• **WHAT THIS EXERCISE ASKS**
1 – Copy out the passage of the article on ISIS threats after lockdown from "He says nations" up to and including "once restrictions are lifted.".
2 – Answer these questions using the article on ISIS threats after lockdown:
(a) Which organization hosted the webinar where Mr Fitton-Brown spoke?
(b) Where did ISIS have some successes last year, according to him?
(c) How many ISIS fighters does he estimate are in Syria and Iraq?

• **PAGE EXTRACT**
Content starts

The UN’s terror monitor has said Europe could face a wave of ISIS attacks once Covid-19 lockdown restrictions are lifted.
Former UK ambassador Edmund Fitton-Brown also fears the terror group will renew its focus on using attacks using aircraft.
Speaking at a webinar hosted by the Counter Extremism Project, Mr Fitton-Brown, who is the co-ordinator of the ISIS, Al Qaeda and Taliban monitoring team for the UN Security Council, said the pandemic has affected ISIS, but recent attacks in Europe show it still has the ability to cause "psychological" damage.
"ISIS was already struggling to perform high-impact attacks and the pandemic has compounded this," he said.
"Although frequent low casualty attacks can have a high accumulative psychological impact in non-conflict zones, [as we have seen in Europe]."
He says nations are concerned that radicalisation of people online at home during lockdown could lead to a wave of attacks once restrictions are lifted.
"Member states are concerned lest ISIS increase efforts to raise its media profile with susceptible people having being trapped at home and online such efforts may cause a bottle up and release effect," he said.
"Threat intent may manifest in a rash of attacks when restrictions ease in various locations at different times. Or indeed you could see attacks before the reimposition of restrictions."
The lack of public health measures to fight Covid-19 in conflict zones could also help increase the future threat of the terror group, he says.
"In conflict zones, threat levels have already increased and are expected to rise further," he said.
"Of course, in conflict zones, public health measures cannot be enforced and terrorists continue to travel freely and over time the pandemic will also hurt economies, divert government resources, weaken international co-operation and assistance, and this particular global economic and political toll of the pandemic will ultimately increase the longer-term threat in both conflict zones and non-conflict zones.
"In some African arenas, ISIS had some successes last year, despite setbacks in Afghanistan."
Mr Fitton-Brown says that if states "neglect" conflict zones, ISIS will become a growing threat in the future.
For 2021, he predicts ISIS will expand its "external operational capabilities".
"As ISIS gets better established in various conflict zones and destabilises them further, it will have more time and space to project an external threat via the global network," he said.
"Thus, if member states neglect conflict zones, that will increase long-term insecurity in non-conflict zones as the threat from ISIS rises.
"Forward defence remains essential in counter-terrorism."
It is also feared that the group may turn to using aeroplanes as weapons in the future.
"By the time that ISIS was coming towards its defeat, it had already overtaken Al Qaeda as the main potential threat to aviation," he said.
"We must never forget what it feels like when aeroplanes are crashed because of terrorist attacks because that is very different and is much more threatening and is much more economically damaging, and it is much more damaging to international relations.
"At the moment, ISIS has not resurrected its external operations capability but is reliant on inspired attacks. They tend to be, by their very nature, amateurish, low impact and usually disrupted.
"But ISIS is trying to re-establish its external operations capability. It is trying to establish a mutual connectedness and assistance between ISIS networks, between these hub-and-spoke regional presences that it has, and if it succeeds, and member states believe it will eventually succeed, we will see the difference and we will remember then that we have been in a period of very low threat in comparison."
He says ISIS operations are increasing in Syria and decreasing in Iraq, and estimates that there are 10,000 ISIS fighters in these areas.

Content ends

(Referring-expression pointing data)
Content starts

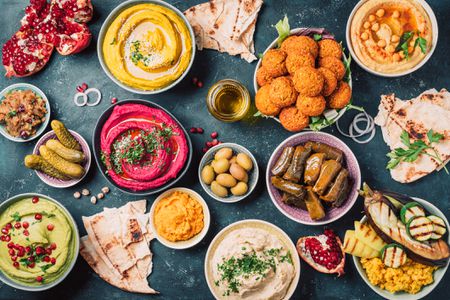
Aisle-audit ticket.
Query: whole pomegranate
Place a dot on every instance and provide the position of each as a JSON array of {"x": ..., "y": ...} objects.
[{"x": 323, "y": 252}]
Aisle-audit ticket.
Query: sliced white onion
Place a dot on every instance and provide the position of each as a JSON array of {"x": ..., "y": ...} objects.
[
  {"x": 77, "y": 96},
  {"x": 354, "y": 131},
  {"x": 96, "y": 91}
]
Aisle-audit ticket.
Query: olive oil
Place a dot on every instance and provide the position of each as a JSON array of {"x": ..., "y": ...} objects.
[{"x": 228, "y": 100}]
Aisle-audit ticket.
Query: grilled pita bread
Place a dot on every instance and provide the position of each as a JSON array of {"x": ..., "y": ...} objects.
[
  {"x": 226, "y": 26},
  {"x": 430, "y": 110},
  {"x": 117, "y": 246}
]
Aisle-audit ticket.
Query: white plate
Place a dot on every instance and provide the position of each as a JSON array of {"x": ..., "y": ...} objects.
[
  {"x": 270, "y": 228},
  {"x": 195, "y": 239},
  {"x": 438, "y": 274},
  {"x": 41, "y": 128},
  {"x": 434, "y": 26}
]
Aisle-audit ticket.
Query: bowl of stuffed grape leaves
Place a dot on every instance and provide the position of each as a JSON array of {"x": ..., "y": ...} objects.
[{"x": 313, "y": 178}]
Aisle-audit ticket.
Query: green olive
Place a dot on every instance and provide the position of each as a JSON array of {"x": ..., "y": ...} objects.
[
  {"x": 221, "y": 165},
  {"x": 208, "y": 174},
  {"x": 244, "y": 161},
  {"x": 218, "y": 190},
  {"x": 239, "y": 189},
  {"x": 226, "y": 180},
  {"x": 224, "y": 153}
]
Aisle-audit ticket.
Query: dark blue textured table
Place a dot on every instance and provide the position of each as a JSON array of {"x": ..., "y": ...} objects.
[{"x": 179, "y": 274}]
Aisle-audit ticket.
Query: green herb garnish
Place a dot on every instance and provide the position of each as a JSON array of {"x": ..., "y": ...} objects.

Content ends

• **WRITTEN ANSWERS**
1 –
He says nations are concerned that radicalisation of people online at home during lockdown could lead to a wave of attacks once restrictions are lifted.

2 –
(a) The Counter Extremism Project.
(b) In some African arenas.
(c) 10,000.